THE TASK » Transcribe the data exactly.

(Point localization data)
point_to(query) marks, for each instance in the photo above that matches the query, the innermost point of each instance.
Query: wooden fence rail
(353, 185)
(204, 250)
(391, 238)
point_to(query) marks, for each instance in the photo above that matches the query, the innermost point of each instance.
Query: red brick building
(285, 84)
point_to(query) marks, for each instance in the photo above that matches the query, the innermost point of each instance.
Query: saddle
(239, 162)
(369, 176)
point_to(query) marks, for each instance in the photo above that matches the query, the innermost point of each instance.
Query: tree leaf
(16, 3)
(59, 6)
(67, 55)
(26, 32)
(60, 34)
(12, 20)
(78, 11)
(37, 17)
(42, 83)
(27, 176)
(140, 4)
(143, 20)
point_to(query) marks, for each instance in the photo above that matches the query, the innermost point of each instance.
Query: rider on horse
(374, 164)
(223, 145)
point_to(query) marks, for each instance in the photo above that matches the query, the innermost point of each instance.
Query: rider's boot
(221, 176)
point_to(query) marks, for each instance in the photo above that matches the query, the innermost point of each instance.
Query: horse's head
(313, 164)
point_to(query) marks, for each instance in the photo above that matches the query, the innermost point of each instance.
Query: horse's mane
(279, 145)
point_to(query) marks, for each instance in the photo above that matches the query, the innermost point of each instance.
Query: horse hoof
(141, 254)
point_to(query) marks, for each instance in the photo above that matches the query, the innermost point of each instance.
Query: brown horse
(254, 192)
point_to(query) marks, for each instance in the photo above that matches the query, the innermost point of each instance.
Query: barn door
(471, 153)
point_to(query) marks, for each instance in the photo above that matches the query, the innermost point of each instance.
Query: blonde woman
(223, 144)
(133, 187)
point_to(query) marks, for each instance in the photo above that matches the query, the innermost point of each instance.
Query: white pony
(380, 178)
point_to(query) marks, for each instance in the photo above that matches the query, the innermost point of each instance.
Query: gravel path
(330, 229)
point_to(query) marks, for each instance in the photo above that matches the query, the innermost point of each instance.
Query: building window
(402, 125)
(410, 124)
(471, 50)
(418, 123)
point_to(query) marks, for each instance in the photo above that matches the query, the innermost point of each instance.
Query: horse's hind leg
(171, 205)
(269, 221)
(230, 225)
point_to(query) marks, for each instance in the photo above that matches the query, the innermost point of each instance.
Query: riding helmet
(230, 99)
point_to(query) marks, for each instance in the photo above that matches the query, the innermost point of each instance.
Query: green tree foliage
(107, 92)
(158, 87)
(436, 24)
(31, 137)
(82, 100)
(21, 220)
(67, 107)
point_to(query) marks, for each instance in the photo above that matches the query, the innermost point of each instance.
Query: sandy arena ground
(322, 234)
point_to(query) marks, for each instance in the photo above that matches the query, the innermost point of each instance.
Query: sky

FINISHED EXERCISE »
point_to(query) marks, for each instance in the photo above that matches the query, the innermost point of each instance.
Query: wooden fence rail
(353, 185)
(204, 250)
(391, 238)
point_to(query) marks, for each instance in the photo above that matches the query, the innermost point of each instance.
Query: red brick building
(285, 84)
point_to(query) marks, for each instance in the photo above that matches the query, the innermost point of each instance.
Query: saddle
(239, 162)
(369, 176)
point_to(query) marks, for each instance in the photo above that matches the query, the innermost point of each instance.
Query: tree leaf
(16, 3)
(59, 6)
(67, 55)
(26, 32)
(60, 34)
(12, 20)
(78, 11)
(37, 17)
(42, 83)
(27, 176)
(140, 4)
(143, 20)
point_to(query) marks, for each instance in the photo above that matches the query, the innermost point of each instance.
Query: rider on horse
(374, 164)
(223, 145)
point_to(query) marks, for each instance in the photo above that matches the query, the innermost point of each instance.
Query: rider's boot
(221, 176)
point_to(query) marks, for each instance in the photo above that matches the query, the innermost point of each instance.
Query: horse's head
(313, 164)
point_to(query) marks, for each instance in the photo above that matches the query, the innermost point of each instance.
Query: horse's mane
(279, 145)
point_to(query) marks, for each instance in the photo above that matches the query, the innermost point of each instance.
Query: horse hoof
(141, 254)
point_to(query) marks, for each instance in the photo above that matches the query, the innermost point of each instance.
Query: brown horse
(254, 192)
point_to(query) marks, for each instance in the photo above that matches the query, the innermost point of each instance.
Query: barn door
(471, 153)
point_to(query) marks, for each instance in the photo above that matches the query, the innermost point of each instance.
Query: blonde woman
(223, 144)
(133, 187)
point_to(query) marks, for each instance in the photo above that matches the query, the innermost point of each instance.
Query: white pony
(380, 178)
point_to(query) marks, for each instance in the photo above that matches the query, the innermost point of each instance.
Query: gravel path
(330, 229)
point_to(query) marks, for each instance in the photo above that matches the query, the innermost point of each instance.
Query: building window
(402, 125)
(410, 124)
(471, 50)
(418, 123)
point_to(query) marks, for each instance in the photo above that matches the query, the innermost point of each instance.
Query: horse's hind leg
(171, 205)
(269, 221)
(230, 225)
point_to(query) marks, for each instance in the photo above that matches the query, the innermost point of each instance.
Query: riding helmet
(230, 99)
point_to(query) marks, for each instance in the photo above that matches the query, the innermost point of each instance.
Query: green tree foliage
(107, 92)
(158, 87)
(436, 24)
(31, 137)
(82, 100)
(21, 220)
(67, 107)
point_to(query) marks, for each instance in the photo above that matches the query, the innermost point of each instance.
Query: sandy arena ground
(322, 234)
point_to(query) marks, for each instance in the photo above that matches the query, the innermost point of each instance.
Query: sky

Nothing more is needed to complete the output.